* Work instructions
Arrange the listing below as a JSON list of strings, one string per line. Include everything from the line containing "Each instance receives one keypoint. Mark the garage" down to the last line, and leave out blank lines.

--- begin ---

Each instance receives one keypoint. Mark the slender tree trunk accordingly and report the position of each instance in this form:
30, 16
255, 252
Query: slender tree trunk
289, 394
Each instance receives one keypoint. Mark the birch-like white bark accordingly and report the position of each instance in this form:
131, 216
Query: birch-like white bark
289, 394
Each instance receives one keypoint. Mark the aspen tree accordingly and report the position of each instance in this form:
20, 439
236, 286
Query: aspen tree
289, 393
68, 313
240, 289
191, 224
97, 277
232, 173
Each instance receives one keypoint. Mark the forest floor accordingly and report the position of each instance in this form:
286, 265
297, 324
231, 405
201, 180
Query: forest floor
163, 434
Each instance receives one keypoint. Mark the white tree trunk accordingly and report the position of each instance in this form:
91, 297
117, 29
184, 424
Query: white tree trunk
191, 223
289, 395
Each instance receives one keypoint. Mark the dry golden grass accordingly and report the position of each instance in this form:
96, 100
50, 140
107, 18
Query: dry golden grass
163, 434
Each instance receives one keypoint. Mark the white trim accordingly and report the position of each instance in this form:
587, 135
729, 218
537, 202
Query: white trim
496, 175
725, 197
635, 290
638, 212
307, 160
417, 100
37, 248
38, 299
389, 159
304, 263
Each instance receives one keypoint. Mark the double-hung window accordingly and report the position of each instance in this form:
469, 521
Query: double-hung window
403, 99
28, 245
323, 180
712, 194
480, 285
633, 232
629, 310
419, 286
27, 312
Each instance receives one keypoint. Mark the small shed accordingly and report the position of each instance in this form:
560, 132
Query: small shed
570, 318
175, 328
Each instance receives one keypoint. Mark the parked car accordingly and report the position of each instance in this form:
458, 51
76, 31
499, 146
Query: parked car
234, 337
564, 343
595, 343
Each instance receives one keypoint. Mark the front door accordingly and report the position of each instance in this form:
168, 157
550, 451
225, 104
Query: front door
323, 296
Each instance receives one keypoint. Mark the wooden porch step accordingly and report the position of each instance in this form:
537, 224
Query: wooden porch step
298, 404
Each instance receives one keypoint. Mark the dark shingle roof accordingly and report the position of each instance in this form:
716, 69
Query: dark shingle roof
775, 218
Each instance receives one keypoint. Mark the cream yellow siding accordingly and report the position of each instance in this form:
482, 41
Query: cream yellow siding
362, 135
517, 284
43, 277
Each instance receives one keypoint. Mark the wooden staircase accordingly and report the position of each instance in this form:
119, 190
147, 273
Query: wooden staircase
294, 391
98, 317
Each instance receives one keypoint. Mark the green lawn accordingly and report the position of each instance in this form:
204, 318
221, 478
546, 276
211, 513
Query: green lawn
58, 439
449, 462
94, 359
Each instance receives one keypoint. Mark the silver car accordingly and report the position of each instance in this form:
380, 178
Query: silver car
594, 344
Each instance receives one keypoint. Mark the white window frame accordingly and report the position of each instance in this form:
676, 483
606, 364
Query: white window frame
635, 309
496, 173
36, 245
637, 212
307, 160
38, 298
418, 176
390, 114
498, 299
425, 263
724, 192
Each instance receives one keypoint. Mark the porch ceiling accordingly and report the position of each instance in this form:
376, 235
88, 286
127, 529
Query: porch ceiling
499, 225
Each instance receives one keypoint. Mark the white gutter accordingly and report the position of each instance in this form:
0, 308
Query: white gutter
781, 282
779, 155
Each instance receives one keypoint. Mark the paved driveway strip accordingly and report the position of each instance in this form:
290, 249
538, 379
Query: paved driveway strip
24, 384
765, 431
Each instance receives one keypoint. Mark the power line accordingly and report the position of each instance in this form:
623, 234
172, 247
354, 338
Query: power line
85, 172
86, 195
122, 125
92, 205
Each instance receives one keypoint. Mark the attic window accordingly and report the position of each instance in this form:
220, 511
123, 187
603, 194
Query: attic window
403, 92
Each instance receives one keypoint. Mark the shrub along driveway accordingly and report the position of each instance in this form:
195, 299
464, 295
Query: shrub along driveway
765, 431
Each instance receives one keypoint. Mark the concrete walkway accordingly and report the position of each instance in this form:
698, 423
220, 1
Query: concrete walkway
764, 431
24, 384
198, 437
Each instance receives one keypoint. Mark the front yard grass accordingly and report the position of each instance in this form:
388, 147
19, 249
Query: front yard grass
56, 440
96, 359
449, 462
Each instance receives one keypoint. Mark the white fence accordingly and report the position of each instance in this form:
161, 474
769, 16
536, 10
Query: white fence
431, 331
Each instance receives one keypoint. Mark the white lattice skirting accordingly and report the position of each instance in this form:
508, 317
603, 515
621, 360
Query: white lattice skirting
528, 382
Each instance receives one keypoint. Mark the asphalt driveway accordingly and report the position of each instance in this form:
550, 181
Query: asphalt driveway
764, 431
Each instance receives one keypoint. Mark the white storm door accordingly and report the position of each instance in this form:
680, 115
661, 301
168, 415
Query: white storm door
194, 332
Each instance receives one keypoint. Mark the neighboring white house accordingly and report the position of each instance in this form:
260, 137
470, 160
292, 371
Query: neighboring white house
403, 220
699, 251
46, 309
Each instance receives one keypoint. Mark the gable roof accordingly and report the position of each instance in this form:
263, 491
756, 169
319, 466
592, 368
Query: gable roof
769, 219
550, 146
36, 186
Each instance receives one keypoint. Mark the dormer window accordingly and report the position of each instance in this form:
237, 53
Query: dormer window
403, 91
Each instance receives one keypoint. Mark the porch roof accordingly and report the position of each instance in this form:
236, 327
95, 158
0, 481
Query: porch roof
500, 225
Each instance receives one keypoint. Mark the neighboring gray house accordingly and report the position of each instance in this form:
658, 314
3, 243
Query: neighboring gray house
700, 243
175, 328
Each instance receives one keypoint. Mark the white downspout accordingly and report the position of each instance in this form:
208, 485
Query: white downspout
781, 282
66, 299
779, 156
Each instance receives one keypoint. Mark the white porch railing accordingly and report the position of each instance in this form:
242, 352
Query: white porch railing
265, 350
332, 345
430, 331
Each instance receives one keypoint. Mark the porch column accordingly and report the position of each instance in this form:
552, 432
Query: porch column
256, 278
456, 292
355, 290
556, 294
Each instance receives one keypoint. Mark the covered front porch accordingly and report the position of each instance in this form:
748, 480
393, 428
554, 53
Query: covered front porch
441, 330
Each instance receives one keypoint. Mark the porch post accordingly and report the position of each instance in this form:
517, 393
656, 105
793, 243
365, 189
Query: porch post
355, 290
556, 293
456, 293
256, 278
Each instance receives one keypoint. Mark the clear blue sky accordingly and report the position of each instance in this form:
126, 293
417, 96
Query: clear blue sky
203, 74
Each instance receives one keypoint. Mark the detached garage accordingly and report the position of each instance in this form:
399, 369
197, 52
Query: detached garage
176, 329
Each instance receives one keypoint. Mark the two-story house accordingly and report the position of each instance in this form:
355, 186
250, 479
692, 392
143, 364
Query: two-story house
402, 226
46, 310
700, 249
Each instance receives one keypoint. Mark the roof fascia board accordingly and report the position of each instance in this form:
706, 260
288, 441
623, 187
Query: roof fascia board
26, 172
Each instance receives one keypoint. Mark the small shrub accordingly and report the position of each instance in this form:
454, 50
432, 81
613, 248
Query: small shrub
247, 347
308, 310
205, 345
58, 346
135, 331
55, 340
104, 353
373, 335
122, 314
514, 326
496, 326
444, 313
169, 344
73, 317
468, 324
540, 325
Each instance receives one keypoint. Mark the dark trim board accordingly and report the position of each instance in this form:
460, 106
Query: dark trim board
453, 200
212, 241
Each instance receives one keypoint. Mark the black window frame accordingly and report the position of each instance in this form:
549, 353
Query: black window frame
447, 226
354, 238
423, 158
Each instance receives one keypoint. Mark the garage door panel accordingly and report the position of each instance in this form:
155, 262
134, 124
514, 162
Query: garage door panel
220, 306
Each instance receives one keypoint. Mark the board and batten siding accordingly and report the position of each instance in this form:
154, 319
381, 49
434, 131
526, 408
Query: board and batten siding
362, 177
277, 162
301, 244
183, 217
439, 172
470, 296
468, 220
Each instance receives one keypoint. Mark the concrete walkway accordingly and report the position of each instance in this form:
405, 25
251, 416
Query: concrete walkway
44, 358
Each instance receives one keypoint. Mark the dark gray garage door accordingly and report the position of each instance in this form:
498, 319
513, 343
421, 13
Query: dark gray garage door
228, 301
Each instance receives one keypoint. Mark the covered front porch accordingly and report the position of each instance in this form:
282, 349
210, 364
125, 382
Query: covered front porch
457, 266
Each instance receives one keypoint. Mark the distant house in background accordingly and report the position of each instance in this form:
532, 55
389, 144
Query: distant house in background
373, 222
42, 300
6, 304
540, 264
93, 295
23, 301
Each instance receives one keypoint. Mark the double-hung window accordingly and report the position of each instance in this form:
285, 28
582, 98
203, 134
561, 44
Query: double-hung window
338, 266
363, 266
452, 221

--- end ---

* Exercise response
[
  "Each instance receives one keypoint. Mark the garage door panel accordingly and report the position of each instance in this form:",
  "155, 262",
  "134, 124",
  "514, 162",
  "Query: garage door panel",
  "220, 306",
  "Each instance receives one keypoint. Mark the board and batten siding accordingly and report the position of each instance in this form:",
  "154, 319",
  "381, 49",
  "434, 131",
  "526, 408",
  "Query: board and batten siding",
  "362, 177",
  "277, 162",
  "301, 244",
  "183, 217",
  "439, 172",
  "470, 296",
  "468, 220",
  "Each instance receives one keypoint. Mark the concrete walkway accordingly and report the position of each instance in this form:",
  "405, 25",
  "251, 416",
  "Query: concrete walkway",
  "44, 358",
  "Each instance receives one keypoint. Mark the dark gray garage door accordingly and report the position of each instance in this form:",
  "498, 319",
  "513, 343",
  "421, 13",
  "Query: dark gray garage door",
  "228, 301",
  "Each instance receives one keypoint. Mark the covered front porch accordingly and report the position of each instance in this form:",
  "282, 349",
  "210, 364",
  "125, 382",
  "Query: covered front porch",
  "457, 266",
  "Each instance receives one keypoint. Mark the distant house in background accordingly and report the position of each instance in this form:",
  "532, 55",
  "389, 144",
  "Query: distant house in background",
  "373, 222",
  "42, 300",
  "6, 304",
  "540, 264",
  "93, 295",
  "23, 301",
  "Each instance receives one keypoint. Mark the double-hung window accordingly and report the position of each instance in this form:",
  "285, 28",
  "582, 98",
  "203, 134",
  "561, 44",
  "Query: double-hung window",
  "338, 266",
  "363, 266",
  "452, 221"
]